(Records contained in a dataset)
::::::::
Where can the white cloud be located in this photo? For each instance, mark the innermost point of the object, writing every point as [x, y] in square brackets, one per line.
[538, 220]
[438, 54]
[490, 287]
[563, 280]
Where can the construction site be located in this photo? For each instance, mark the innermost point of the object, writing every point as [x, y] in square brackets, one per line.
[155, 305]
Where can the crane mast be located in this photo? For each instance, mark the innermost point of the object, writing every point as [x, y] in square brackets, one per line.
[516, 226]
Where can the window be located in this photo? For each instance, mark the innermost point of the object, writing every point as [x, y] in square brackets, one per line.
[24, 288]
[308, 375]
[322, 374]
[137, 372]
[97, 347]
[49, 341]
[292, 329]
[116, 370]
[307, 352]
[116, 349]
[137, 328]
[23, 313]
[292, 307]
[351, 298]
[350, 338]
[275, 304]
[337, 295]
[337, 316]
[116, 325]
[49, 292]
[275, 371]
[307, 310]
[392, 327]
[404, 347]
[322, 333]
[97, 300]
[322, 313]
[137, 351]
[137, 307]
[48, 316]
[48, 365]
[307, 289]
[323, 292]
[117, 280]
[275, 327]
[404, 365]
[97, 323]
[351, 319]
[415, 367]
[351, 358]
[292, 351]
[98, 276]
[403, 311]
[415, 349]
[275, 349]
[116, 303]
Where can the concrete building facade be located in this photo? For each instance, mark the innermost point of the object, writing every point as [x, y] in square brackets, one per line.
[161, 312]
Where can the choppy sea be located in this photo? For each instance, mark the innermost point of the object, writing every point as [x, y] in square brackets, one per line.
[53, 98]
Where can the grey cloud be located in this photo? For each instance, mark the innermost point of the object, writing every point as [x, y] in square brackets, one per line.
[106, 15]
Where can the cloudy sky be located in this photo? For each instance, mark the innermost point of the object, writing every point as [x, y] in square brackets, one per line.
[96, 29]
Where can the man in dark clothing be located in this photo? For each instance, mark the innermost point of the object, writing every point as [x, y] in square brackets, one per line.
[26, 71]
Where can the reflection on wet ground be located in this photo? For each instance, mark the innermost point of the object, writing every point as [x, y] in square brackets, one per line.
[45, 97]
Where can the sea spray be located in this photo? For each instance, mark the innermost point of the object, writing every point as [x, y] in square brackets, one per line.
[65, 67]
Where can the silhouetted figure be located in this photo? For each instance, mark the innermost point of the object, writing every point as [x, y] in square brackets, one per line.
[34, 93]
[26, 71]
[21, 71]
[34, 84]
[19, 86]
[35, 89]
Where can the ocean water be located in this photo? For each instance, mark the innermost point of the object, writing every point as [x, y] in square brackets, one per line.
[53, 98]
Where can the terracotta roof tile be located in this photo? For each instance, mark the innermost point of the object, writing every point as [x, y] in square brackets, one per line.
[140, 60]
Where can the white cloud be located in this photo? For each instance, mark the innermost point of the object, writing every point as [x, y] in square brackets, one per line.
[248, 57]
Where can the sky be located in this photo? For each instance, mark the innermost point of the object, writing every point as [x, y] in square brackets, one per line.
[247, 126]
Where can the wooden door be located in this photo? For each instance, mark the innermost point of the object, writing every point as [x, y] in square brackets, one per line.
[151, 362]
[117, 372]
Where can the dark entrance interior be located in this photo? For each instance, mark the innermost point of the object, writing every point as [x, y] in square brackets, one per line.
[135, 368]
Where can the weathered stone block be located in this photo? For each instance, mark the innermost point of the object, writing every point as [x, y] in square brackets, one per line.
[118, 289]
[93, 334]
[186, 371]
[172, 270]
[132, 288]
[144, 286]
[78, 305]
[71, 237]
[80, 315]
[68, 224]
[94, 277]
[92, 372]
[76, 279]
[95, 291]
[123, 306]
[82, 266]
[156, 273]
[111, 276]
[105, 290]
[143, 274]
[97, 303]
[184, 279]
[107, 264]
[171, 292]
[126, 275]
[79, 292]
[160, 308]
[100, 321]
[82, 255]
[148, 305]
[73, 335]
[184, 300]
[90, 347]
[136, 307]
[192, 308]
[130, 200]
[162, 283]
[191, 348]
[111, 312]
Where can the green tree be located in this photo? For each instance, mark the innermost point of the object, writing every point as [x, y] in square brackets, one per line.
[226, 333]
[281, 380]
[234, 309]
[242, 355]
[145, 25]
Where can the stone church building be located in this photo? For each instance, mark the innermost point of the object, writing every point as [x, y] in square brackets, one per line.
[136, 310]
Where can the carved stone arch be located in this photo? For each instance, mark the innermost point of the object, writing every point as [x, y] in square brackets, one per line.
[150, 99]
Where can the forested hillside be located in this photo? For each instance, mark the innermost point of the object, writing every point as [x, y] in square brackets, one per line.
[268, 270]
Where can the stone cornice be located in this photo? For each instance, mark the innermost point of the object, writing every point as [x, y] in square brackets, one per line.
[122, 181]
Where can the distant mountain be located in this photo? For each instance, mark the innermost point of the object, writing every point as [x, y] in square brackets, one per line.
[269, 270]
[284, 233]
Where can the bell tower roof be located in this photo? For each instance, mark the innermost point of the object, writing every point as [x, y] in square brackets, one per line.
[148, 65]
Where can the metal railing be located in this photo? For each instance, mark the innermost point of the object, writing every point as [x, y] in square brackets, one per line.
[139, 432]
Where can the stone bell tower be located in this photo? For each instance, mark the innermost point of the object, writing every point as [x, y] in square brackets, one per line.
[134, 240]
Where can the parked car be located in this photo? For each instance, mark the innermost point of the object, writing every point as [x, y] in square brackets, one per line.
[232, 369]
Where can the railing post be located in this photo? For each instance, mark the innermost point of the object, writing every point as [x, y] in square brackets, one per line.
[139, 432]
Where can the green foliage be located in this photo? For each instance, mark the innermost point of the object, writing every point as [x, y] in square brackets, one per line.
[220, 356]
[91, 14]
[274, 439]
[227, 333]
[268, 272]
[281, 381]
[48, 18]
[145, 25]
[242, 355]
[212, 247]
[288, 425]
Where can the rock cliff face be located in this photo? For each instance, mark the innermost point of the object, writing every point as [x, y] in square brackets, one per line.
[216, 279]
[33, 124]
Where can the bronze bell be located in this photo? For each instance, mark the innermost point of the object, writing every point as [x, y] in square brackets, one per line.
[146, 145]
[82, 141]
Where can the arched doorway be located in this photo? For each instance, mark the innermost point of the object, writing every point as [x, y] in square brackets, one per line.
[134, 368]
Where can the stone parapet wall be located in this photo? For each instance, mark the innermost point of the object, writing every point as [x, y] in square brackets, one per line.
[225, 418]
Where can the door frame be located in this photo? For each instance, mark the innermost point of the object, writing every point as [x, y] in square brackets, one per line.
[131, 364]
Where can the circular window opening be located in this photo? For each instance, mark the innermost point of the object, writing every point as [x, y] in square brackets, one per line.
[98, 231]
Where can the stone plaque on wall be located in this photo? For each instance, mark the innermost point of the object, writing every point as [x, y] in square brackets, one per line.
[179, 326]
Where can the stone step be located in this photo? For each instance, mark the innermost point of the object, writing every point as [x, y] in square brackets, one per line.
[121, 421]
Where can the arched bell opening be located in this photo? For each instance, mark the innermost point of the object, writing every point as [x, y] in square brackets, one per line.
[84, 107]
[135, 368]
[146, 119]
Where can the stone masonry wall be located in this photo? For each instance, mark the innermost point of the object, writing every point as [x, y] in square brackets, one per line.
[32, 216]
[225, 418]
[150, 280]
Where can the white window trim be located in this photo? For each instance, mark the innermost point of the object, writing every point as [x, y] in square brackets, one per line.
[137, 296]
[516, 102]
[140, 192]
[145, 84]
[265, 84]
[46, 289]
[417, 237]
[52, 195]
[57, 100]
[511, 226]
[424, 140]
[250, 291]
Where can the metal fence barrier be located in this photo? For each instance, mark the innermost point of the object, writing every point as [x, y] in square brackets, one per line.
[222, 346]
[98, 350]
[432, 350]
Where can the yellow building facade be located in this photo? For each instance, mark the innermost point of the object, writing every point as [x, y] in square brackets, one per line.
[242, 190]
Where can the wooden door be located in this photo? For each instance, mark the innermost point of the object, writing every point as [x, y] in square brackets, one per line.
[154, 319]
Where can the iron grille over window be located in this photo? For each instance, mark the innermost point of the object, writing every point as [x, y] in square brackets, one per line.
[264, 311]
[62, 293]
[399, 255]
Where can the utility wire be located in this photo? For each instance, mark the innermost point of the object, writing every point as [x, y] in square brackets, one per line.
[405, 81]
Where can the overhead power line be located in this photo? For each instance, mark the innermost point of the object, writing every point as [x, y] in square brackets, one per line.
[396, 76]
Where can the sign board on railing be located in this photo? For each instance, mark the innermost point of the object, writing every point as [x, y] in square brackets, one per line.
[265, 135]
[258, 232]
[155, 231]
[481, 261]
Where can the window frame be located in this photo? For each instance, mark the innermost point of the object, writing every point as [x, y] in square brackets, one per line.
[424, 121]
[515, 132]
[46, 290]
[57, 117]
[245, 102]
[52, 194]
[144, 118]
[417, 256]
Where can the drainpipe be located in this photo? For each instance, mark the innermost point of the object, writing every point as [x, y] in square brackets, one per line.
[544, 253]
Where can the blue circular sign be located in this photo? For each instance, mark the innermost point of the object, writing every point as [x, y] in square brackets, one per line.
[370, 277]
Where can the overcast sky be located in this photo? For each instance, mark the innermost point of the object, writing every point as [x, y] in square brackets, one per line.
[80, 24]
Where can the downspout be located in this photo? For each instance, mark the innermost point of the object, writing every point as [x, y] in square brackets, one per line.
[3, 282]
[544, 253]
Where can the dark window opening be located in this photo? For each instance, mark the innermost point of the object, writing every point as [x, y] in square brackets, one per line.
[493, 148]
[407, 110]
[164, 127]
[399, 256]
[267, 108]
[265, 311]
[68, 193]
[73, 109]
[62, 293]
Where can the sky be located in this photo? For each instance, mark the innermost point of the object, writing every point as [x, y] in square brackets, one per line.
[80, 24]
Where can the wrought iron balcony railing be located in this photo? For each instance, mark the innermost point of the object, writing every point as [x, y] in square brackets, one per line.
::::::::
What you are asked to do: Copy out the records above, starting with the line that contains "Where can the window frame" and going on through the end of the records.

Expected answer:
Where can the window frame be located in this photo? For each instance, mark the innermost point of the object, writing every point as [x, y] in square brackets, one per line.
[424, 121]
[515, 132]
[46, 290]
[57, 117]
[245, 102]
[52, 194]
[144, 118]
[417, 256]
Where can the drainpipe be located in this photo? For each instance, mark the innermost point of the object, writing every point as [x, y] in square brackets, one per line.
[544, 253]
Where can the blue circular sign be located in this photo? For each instance, mark the innermost point of the object, writing every point as [x, y] in square brackets, one per line.
[370, 277]
Where can the overcast sky be located in this photo? For each instance, mark the innermost point of the object, writing every point as [x, y] in square brackets, one per line.
[80, 24]
Where can the downspout be located in this photo? For each instance, mark the innermost point of the object, writing every point as [x, y] in square brackets, one per line.
[3, 282]
[544, 253]
Where can the dark window opening be located in this photo? For each instance, mark the innermost point of the object, writing every point as [x, y] in square brackets, one per line.
[493, 148]
[407, 110]
[164, 127]
[399, 256]
[267, 108]
[265, 311]
[68, 193]
[73, 109]
[62, 293]
Where can the sky be located in this photo? For each instance, mark the innermost point of the object, writing every point as [x, y] in square brackets, one per line.
[80, 24]
Where can the wrought iron balcony railing be located in this photo? For each instance, mark the innermost point of the object, writing every point as [x, y] in square brackets, one per line.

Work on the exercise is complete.